[Written request] Report each line of the listing below that contains the string "loader".

[Data excerpts]

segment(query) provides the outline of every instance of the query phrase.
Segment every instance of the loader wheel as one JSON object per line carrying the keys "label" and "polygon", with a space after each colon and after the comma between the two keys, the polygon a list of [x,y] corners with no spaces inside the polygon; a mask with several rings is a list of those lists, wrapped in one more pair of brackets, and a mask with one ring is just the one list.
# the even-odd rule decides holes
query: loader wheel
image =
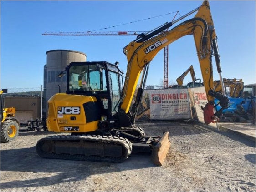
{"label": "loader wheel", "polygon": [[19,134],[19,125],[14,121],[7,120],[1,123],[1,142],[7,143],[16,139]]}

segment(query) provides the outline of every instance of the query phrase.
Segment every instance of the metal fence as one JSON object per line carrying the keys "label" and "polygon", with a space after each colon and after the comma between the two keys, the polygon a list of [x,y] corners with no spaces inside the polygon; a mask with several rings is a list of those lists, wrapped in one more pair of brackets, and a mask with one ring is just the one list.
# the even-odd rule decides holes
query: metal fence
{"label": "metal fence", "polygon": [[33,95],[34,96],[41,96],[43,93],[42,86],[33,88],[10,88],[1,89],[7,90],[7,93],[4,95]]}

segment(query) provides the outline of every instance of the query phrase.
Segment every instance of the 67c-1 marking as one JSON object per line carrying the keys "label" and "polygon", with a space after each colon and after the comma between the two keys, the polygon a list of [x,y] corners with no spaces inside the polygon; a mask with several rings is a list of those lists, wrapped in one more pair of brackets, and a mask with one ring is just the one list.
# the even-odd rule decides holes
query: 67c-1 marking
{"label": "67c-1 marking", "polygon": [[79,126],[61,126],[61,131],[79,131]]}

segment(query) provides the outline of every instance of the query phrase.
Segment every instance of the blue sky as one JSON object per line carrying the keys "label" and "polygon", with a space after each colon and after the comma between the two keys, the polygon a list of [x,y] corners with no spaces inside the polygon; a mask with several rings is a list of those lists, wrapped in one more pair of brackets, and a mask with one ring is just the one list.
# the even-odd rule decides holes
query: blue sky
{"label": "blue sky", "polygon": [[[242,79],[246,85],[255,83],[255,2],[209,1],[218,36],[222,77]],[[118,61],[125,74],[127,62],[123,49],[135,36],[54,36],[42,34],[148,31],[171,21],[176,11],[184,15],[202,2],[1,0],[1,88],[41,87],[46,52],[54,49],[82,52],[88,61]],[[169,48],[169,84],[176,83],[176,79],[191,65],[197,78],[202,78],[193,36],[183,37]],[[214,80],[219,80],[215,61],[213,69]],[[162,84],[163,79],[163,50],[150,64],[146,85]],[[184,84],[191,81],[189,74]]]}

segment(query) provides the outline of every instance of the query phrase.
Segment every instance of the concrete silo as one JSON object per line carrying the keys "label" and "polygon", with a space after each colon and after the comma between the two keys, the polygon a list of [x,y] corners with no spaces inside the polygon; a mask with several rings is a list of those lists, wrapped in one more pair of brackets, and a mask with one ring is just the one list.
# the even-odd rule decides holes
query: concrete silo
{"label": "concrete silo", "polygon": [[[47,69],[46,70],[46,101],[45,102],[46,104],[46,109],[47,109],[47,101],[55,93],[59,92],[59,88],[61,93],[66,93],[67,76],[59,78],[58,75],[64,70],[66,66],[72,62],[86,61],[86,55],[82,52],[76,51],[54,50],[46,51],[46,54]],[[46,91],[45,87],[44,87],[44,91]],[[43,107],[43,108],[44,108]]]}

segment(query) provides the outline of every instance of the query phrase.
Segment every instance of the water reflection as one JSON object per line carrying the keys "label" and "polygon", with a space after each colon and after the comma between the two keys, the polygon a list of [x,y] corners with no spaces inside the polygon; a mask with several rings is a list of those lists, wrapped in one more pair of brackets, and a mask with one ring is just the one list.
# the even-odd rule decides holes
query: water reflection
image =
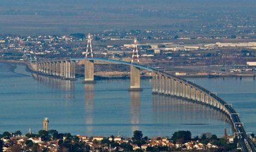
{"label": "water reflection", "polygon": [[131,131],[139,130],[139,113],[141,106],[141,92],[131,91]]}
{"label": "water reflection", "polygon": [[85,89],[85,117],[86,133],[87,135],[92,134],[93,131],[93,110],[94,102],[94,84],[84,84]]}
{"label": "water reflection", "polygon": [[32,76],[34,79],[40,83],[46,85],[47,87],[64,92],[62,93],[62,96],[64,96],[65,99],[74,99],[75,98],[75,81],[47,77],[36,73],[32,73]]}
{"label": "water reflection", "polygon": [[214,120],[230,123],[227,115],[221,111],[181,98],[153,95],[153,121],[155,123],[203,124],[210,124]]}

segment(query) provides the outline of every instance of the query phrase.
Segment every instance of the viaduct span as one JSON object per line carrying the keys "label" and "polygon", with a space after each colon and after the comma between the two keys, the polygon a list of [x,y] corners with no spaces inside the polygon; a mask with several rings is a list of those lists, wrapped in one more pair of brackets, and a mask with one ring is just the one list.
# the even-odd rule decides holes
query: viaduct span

[Written answer]
Segment every instance of the loader wheel as one JSON object per line carrying the keys "label" and "polygon", with a space after each colon and after the comma between the two keys, the polygon a list of [x,y] corners with no spaces inside the polygon; a mask with several rings is a list of those lists, wrapped in one more pair of brackets, and a mask with one ring is just the one list.
query: loader wheel
{"label": "loader wheel", "polygon": [[19,134],[19,125],[14,121],[7,120],[1,123],[1,142],[7,143],[16,139]]}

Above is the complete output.